▶ _Activity_:
Every record shown here must be duplicated without change.

▶ _Dataset records_:
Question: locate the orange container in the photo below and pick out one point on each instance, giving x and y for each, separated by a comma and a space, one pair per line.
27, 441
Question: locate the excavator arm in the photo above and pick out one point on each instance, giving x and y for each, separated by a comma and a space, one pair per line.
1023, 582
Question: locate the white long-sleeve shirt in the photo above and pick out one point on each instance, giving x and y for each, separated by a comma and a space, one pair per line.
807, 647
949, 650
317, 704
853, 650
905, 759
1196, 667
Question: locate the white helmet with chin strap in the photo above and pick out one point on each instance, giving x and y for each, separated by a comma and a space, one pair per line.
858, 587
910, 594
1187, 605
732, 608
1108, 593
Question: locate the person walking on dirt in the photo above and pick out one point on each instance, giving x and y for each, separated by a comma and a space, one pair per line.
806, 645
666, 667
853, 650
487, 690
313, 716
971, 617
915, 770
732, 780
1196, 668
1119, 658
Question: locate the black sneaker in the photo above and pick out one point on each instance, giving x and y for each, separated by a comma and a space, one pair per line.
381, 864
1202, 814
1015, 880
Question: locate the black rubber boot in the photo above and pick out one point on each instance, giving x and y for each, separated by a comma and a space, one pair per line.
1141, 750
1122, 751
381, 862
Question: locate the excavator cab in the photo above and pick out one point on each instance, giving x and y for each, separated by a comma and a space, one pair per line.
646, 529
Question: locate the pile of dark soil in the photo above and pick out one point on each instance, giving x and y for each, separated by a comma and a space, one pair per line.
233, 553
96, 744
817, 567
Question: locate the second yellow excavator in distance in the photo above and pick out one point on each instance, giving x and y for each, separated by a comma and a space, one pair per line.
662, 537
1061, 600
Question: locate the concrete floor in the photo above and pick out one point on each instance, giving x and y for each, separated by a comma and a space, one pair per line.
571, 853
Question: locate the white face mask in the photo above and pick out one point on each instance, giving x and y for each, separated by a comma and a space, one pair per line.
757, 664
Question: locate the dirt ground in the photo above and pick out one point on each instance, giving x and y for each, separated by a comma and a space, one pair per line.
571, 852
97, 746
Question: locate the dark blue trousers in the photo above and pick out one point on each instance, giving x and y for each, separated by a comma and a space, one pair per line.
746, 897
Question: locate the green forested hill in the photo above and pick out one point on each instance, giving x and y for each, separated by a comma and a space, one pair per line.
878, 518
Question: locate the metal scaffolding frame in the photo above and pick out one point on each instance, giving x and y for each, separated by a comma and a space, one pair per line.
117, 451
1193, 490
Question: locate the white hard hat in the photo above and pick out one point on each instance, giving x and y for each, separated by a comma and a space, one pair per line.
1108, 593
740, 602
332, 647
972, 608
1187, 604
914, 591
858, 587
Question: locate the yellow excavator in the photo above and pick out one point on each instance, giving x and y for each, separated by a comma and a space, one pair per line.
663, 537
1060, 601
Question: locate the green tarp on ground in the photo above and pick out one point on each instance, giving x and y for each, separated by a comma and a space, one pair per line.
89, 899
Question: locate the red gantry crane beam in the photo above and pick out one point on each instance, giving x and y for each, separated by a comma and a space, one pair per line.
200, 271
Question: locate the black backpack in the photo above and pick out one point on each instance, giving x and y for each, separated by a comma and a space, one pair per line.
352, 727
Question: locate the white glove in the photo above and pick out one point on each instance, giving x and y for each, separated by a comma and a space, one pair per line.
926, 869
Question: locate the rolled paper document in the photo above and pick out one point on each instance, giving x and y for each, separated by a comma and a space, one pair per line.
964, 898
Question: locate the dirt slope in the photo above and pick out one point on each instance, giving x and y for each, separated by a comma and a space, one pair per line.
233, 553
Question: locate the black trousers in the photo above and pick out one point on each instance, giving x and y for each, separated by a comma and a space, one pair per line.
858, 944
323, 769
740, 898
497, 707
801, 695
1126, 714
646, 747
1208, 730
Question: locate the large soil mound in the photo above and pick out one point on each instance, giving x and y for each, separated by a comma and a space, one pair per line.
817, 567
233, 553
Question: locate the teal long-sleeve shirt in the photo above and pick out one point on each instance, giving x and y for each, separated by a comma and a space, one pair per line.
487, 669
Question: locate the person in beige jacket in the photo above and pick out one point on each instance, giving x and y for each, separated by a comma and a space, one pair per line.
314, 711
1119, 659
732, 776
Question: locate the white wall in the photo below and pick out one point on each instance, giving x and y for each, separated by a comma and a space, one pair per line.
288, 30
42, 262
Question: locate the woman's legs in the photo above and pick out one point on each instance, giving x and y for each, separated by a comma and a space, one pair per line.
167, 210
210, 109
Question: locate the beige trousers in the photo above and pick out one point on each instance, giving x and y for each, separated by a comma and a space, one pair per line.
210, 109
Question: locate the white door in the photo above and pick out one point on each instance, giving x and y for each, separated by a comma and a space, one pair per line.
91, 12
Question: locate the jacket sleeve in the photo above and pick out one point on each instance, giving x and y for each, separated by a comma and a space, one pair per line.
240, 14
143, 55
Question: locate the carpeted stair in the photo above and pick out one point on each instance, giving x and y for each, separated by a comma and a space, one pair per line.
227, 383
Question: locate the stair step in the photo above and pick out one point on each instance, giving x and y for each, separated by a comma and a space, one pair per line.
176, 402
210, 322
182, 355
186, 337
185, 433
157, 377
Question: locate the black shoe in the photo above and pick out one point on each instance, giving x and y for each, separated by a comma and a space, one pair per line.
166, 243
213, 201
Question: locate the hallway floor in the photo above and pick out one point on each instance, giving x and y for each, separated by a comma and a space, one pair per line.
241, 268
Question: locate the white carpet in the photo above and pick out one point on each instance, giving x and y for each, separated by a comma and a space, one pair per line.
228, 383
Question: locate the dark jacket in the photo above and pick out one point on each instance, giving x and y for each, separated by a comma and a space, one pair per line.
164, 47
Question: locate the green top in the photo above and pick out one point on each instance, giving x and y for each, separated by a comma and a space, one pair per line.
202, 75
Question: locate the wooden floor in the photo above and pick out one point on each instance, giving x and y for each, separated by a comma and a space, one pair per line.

▶ _Output for this exercise_:
Question: locate the orange container in the photo below and pick out one point on each instance, giving x and y for each, separated by a comma and a space, one pair per line.
27, 441
Question: locate the excavator arm in the photo above and pick out one point on each instance, giving x and y for each, separated by a comma and a space, one pair per line.
1023, 582
Question: locate the white long-sleeve shirt in the photo above and pick out one point on each instance, giving x and y for each, separated by a comma and a space, one pair per line.
807, 647
949, 650
317, 704
853, 650
905, 759
1196, 667
Question: locate the white helmet with chin strap in the photo above and pick out one point on each instance, giving x and y for each, separated by a comma and a space, one pair per line.
858, 587
910, 594
1187, 605
732, 608
1108, 593
Question: locate the person walking on dirt in the photo above and pick out one point on each instance, giving x and y for each, separated by a comma and a space, one pair per line.
806, 645
666, 667
853, 650
487, 690
313, 716
971, 617
915, 770
732, 780
1196, 668
1119, 658
Question: locate the black sneaker in the photo above and pick out one point on each instance, giving x and y for each, separated by a comma and a space, one pair per line.
381, 864
1202, 814
1015, 880
Question: locate the black rubber boot in the photo above and pick out one point on each instance, giving x and y for each, separated by a comma and a space, one pair per line.
1141, 750
1122, 751
381, 862
Question: locate the excavator cab in the photo above and pick out one point on each instance, giving x and y for each, separated by a comma and a space, one pair per line.
646, 529
Question: locate the pile of dark soil in the photo above and pick out one point on each instance, giving x and y for each, separated by a comma and a space, one pair per line.
233, 553
96, 744
817, 567
Question: locate the second yellow excavator in distance in the photo above and pick out one point on each instance, giving x and y for each, separated by a comma and a space, one pair per line.
662, 537
1061, 600
Question: locate the concrete floor in the photo above and pick out one point on each instance, giving x and y for each, separated by a comma and a space, one pair per line.
571, 853
Question: locate the white face mask in the photo above and pick out one point on each instance, giving x and y for each, separated by a comma and a space, one pair per line.
757, 664
Question: locate the dirt ground in the photo above and pick out one point on each instance, giving x and y for each, separated by a comma and a space, one pair per line.
571, 852
97, 746
Question: locate the dark blue trousers in the photo above and pick out one point on each instance, giving x and y for each, separated by a comma and a space, one pair per line.
746, 897
Question: locate the green forested hill in the photo above and pick out one point on each instance, giving x and y for each, separated by a comma and a space, one pair per line.
878, 518
Question: locate the metal scaffolding frame in the photo above and pick out one point on each instance, giving x and y for each, separated by a comma and a space, one pair per line.
117, 451
1193, 490
Question: locate the white hard hat in the photo above and pick out one point on each instance, giving x and y for each, separated by a comma and a space, one pair per line.
1108, 593
740, 602
332, 647
972, 608
1187, 604
914, 591
858, 587
Question: locate the yellow excavator in the photo above and pick out one point on each instance, giving x and y for each, separated by a comma and a space, one pair per line.
663, 537
1060, 601
Question: locate the green tarp on ground in the photo above and pick out one point on each instance, giving x and y for each, separated by a comma and a space, one pair per line.
89, 899
Question: locate the red gantry crane beam in the photo above and pick out one point on each instance, giving x and y for each, separated by a comma and a space, one pair per line.
200, 271
Question: locate the black backpack in the photo above and pick out one point on each instance, giving x and y for each, separated by a comma and a space, one pair per line.
352, 727
Question: locate the white glove in the photo above and pick out one point on each instance, giving x and y for each, separated by a comma and a space, one pair per line.
926, 869
Question: locate the rolled paper document in the photo above and pick out one point on each instance, giving x and y for each, separated by a comma and a space, one pair per line.
964, 898
Question: locate the dirt slope in the photo above and pick out one point on each instance, giving x and y for each, separated by a comma and a space, one pair per line.
233, 553
Question: locate the black trousers in the photo above and pick out one point on each instance, giving x and y for each, separated by a comma and a space, one pair per line.
858, 944
323, 769
740, 898
497, 707
801, 695
1126, 714
646, 747
1208, 730
Question: locate the large soil mound in the photo above and pick out one point on each instance, giving x and y for each, separated by a comma and a space, one pair per line.
817, 567
233, 553
Question: locate the teal long-sleeve shirt in the photo above and pick out one point on each instance, giving x and y for each, separated by a comma and a space, one pair per line.
487, 669
Question: locate the person in beige jacket in the photo above and pick out one point on each instance, giving x and y for each, separated by a comma and a space, one pair per line.
314, 711
1119, 659
732, 776
Question: locate the white wall in the photo below and pick out one point on each instance, giving x and y for each, separated by a comma and a space, one pair per line.
288, 30
42, 262
Question: locate the woman's legs in the photo above and pick out one point on each instance, giving x and y for each, separated by a comma and a space, one pair per line.
167, 210
210, 109
Question: locate the beige trousers in the photo above and pick out one point on each instance, giving x and y for each, separated by a comma and a space, one pair per line.
210, 109
Question: locate the white door in the photo above and pick out one point on each instance, giving x and y for each, separated by a comma and a space, one pair per line.
91, 12
Question: locate the jacket sleeve in the photo above and pick out one point on each instance, giving x and y for each, separated by a comma and a space, one pair per line.
240, 14
143, 55
Question: locate the carpeted stair in the photo above and pick out one point on each instance, giving x and y for each, separated by a comma and a space, one pair per line.
227, 383
Question: locate the stair step in the photo above and pick out one point on each instance, giving x and y for each, separated by a comma and a space, one pair per line.
176, 402
210, 322
182, 355
186, 337
185, 433
157, 377
Question: locate the black shoe in the photo above and pick out one point on each instance, giving x and y for each, separated by a comma and a space, one pair per line.
166, 243
213, 201
Question: locate the hallway floor in the photo above and pick out one point on each instance, giving x and y for each, separated by a comma and a space, one pair per line.
241, 268
Question: locate the white carpet in the photo above and pick out one point on each instance, giving x and y for each, separated by a comma and a space, one pair per line.
228, 383
Question: locate the dark jacket in the photo above and pick out one point on each instance, giving x and y for each, separated by a comma and a space, one pair per line.
164, 47
Question: locate the green top in the photo above and pick out one point on each instance, giving x and y for each, separated by a comma and a space, one pair per line.
202, 75
Question: locate the wooden floor in the photo above and pick out one point on each instance, giving x and y for each, separated by a comma and a space, one pair per line.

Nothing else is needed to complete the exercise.